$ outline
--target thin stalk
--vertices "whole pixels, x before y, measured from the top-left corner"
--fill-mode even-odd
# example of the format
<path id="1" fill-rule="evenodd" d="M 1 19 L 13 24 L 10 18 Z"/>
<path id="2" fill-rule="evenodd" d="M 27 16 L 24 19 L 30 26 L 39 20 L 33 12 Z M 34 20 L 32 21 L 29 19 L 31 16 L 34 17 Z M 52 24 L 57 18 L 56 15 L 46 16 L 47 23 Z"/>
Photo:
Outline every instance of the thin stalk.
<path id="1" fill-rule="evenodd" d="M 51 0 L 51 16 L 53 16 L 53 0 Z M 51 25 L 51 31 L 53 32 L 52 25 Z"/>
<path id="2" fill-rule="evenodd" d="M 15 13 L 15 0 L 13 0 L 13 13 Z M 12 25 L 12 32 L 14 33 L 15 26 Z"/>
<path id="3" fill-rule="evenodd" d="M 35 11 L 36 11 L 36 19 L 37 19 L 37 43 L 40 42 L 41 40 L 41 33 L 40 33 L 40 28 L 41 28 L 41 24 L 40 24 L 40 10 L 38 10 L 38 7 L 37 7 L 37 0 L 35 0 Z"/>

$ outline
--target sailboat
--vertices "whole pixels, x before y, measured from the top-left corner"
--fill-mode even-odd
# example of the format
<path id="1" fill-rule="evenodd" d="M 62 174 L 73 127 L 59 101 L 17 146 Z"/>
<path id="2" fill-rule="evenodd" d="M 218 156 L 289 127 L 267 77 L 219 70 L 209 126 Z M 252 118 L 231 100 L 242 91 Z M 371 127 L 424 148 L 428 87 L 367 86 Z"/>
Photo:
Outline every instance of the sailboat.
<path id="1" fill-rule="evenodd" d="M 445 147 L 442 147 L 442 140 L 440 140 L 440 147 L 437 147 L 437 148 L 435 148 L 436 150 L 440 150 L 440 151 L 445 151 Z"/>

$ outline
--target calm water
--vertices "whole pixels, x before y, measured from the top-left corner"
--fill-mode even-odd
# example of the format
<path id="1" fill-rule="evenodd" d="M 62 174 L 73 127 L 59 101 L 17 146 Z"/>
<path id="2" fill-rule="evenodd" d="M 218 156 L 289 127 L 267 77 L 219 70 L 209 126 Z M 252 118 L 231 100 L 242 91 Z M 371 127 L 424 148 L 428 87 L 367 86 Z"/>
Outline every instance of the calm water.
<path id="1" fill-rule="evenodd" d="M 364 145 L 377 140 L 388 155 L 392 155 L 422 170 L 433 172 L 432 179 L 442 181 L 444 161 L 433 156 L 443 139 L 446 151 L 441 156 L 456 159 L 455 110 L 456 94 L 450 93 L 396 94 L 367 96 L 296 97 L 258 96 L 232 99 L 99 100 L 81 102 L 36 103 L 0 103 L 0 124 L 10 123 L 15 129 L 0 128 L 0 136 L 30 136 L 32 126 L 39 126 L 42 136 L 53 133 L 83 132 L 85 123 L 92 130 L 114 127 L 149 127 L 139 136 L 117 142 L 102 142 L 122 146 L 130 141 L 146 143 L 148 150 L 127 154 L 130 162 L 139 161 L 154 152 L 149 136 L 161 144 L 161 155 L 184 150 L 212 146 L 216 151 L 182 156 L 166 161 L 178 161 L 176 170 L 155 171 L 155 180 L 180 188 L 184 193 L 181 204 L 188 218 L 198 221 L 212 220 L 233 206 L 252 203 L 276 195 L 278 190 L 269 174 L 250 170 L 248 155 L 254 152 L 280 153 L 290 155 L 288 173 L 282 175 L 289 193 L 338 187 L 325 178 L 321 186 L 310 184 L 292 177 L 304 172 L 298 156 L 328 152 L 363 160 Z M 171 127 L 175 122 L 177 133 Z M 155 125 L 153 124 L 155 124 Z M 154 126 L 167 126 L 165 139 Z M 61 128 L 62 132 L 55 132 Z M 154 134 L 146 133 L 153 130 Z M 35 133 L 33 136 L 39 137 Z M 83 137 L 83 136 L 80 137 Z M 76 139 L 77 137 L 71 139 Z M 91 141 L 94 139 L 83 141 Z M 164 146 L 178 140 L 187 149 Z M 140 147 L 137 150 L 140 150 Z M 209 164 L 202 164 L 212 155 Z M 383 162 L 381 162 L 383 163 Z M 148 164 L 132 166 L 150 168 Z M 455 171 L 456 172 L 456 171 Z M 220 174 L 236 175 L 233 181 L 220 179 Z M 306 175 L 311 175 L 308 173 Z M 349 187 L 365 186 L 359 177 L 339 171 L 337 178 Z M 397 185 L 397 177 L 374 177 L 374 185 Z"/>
____________
> _TASK BRIEF_:
Reproduce all the lines above, substituting "upper-left corner" for every occurrence of "top-left corner" and leaving everything else as it is.

> _ANSWER TO THIS EXERCISE_:
$ outline
--target thin stalk
--vertices "whole pixels, x before y, measured from the upper-left corner"
--fill-mode even-odd
# example of the format
<path id="1" fill-rule="evenodd" d="M 1 19 L 13 24 L 10 18 Z"/>
<path id="2" fill-rule="evenodd" d="M 27 16 L 24 19 L 30 26 L 39 20 L 33 12 Z M 34 20 L 32 21 L 29 19 L 31 16 L 34 17 Z M 52 24 L 57 18 L 56 15 L 46 16 L 47 23 Z"/>
Photo:
Outline every instance of the thin stalk.
<path id="1" fill-rule="evenodd" d="M 51 0 L 51 16 L 53 16 L 53 0 Z M 51 25 L 51 31 L 53 32 L 52 25 Z"/>
<path id="2" fill-rule="evenodd" d="M 15 13 L 15 0 L 13 0 L 13 13 Z M 12 25 L 12 32 L 14 33 L 15 26 Z"/>
<path id="3" fill-rule="evenodd" d="M 35 11 L 36 11 L 36 19 L 37 19 L 37 43 L 40 42 L 41 40 L 41 33 L 40 33 L 40 28 L 41 28 L 41 24 L 40 24 L 40 10 L 38 10 L 38 7 L 37 7 L 37 0 L 35 0 Z"/>

$ outline
--target sailboat
--vertices "whole pixels, x before y, measured from the upper-left corner"
--fill-mode even-odd
# example of the format
<path id="1" fill-rule="evenodd" d="M 62 174 L 73 127 L 59 101 L 17 146 Z"/>
<path id="2" fill-rule="evenodd" d="M 218 156 L 289 127 L 267 77 L 219 70 L 209 126 Z M 252 118 L 231 100 L 242 91 Z M 371 127 L 424 148 L 428 87 L 367 86 Z"/>
Photo:
Outline every instance of the sailboat.
<path id="1" fill-rule="evenodd" d="M 445 147 L 442 147 L 442 140 L 440 140 L 440 147 L 437 147 L 437 148 L 435 148 L 436 150 L 440 150 L 440 151 L 445 151 Z"/>

$ outline
--target calm water
--vertices "whole pixels, x before y, measured from the upper-left corner"
--fill-mode even-odd
# example of the format
<path id="1" fill-rule="evenodd" d="M 62 174 L 73 127 L 59 101 L 17 146 Z"/>
<path id="2" fill-rule="evenodd" d="M 218 156 L 289 127 L 267 77 L 219 70 L 209 126 Z M 252 118 L 231 100 L 242 91 Z M 371 127 L 424 148 L 428 87 L 367 86 Z"/>
Outline every instance of the calm water.
<path id="1" fill-rule="evenodd" d="M 364 145 L 377 140 L 388 155 L 392 155 L 422 170 L 433 172 L 432 179 L 442 181 L 444 161 L 433 156 L 443 139 L 446 151 L 441 156 L 456 159 L 455 110 L 456 94 L 450 93 L 396 94 L 367 96 L 296 97 L 258 96 L 232 99 L 99 100 L 81 102 L 36 103 L 0 103 L 0 124 L 10 123 L 15 129 L 0 128 L 0 136 L 30 136 L 32 126 L 39 126 L 42 136 L 53 133 L 83 132 L 85 123 L 92 130 L 114 127 L 149 127 L 139 136 L 117 142 L 102 142 L 122 146 L 130 141 L 146 143 L 148 150 L 127 154 L 130 162 L 139 161 L 154 152 L 149 136 L 161 144 L 161 155 L 184 150 L 212 146 L 216 151 L 182 156 L 166 161 L 178 161 L 176 170 L 155 171 L 155 180 L 180 188 L 184 193 L 181 204 L 188 218 L 198 221 L 212 220 L 233 206 L 252 203 L 276 195 L 278 190 L 269 174 L 250 170 L 248 155 L 254 152 L 280 153 L 290 155 L 288 173 L 282 175 L 289 193 L 338 187 L 325 178 L 321 186 L 310 184 L 292 177 L 304 172 L 298 156 L 328 152 L 363 160 Z M 171 127 L 175 122 L 177 133 Z M 155 125 L 153 124 L 155 124 Z M 154 126 L 167 126 L 165 139 Z M 61 128 L 62 132 L 55 132 Z M 154 134 L 146 133 L 153 130 Z M 35 133 L 33 136 L 39 137 Z M 83 137 L 83 136 L 80 137 Z M 76 139 L 77 137 L 71 139 Z M 91 141 L 94 139 L 83 141 Z M 164 146 L 178 140 L 187 149 Z M 140 147 L 137 150 L 140 150 Z M 209 164 L 202 164 L 212 155 Z M 383 162 L 381 162 L 383 163 Z M 148 164 L 132 166 L 150 168 Z M 455 171 L 456 172 L 456 171 Z M 220 174 L 236 175 L 233 181 L 220 179 Z M 306 175 L 311 175 L 308 173 Z M 349 187 L 365 186 L 359 177 L 339 171 L 337 178 Z M 397 185 L 397 177 L 374 177 L 374 185 Z"/>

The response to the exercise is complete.